Your objective:
Which lines of the entries contain the string "wall"? Please find them and copy them.

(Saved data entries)
<<<<
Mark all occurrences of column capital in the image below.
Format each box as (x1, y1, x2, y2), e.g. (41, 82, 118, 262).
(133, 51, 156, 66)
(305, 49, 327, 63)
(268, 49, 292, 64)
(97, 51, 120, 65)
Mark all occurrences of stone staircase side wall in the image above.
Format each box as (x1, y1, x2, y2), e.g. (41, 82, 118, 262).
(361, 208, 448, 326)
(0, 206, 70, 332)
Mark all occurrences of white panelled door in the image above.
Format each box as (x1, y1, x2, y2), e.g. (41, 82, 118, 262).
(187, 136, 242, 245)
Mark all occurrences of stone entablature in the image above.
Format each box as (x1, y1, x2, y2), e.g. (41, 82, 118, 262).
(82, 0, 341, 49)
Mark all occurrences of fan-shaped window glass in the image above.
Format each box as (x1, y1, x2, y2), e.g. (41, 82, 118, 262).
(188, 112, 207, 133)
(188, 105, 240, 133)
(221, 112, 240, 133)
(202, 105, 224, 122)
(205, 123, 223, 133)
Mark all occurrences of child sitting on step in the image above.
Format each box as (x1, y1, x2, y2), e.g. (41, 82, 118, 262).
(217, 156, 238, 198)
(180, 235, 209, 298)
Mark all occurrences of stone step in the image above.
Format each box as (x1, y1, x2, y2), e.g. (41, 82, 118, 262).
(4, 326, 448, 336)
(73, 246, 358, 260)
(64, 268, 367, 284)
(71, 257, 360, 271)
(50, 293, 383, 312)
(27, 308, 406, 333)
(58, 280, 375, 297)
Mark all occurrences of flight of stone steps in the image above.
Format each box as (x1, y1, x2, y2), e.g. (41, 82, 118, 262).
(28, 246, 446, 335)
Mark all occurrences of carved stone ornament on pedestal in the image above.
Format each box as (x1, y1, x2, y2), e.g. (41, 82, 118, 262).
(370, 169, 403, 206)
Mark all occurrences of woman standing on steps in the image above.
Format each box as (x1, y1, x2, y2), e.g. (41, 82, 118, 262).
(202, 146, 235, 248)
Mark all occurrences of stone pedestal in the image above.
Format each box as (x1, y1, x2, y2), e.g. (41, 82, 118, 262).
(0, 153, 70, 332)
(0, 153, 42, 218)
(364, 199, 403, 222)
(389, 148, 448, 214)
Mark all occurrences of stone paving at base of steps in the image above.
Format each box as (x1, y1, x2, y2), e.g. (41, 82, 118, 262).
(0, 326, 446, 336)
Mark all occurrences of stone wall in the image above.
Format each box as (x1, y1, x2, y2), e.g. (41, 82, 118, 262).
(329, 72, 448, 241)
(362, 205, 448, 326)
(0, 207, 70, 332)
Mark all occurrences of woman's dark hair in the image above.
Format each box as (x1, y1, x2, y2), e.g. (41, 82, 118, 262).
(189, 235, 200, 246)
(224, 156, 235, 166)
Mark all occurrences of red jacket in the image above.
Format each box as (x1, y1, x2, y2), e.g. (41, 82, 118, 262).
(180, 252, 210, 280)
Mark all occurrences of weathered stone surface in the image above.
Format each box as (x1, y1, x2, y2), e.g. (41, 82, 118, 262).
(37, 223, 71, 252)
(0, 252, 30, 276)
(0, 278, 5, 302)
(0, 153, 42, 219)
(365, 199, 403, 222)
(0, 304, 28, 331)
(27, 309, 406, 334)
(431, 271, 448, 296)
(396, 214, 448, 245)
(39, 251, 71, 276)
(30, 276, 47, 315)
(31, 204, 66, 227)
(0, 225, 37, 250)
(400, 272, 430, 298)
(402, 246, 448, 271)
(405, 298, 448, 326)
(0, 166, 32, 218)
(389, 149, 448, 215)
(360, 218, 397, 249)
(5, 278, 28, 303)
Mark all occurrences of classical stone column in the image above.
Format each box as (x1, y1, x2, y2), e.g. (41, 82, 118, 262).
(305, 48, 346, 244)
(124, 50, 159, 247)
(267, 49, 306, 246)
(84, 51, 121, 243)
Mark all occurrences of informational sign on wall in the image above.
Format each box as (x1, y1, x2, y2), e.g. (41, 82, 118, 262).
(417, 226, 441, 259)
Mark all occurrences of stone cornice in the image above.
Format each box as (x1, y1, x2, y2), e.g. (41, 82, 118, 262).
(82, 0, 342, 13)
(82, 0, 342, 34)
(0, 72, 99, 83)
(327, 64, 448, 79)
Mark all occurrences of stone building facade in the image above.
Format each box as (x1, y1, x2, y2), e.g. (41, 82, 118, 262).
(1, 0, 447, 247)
>>>>
Written answer:
Mark all occurrences of stone staircase side wall in the image above.
Mark all occurrences of stone wall in the image above.
Mark all occurrences of informational sign on wall in the image above.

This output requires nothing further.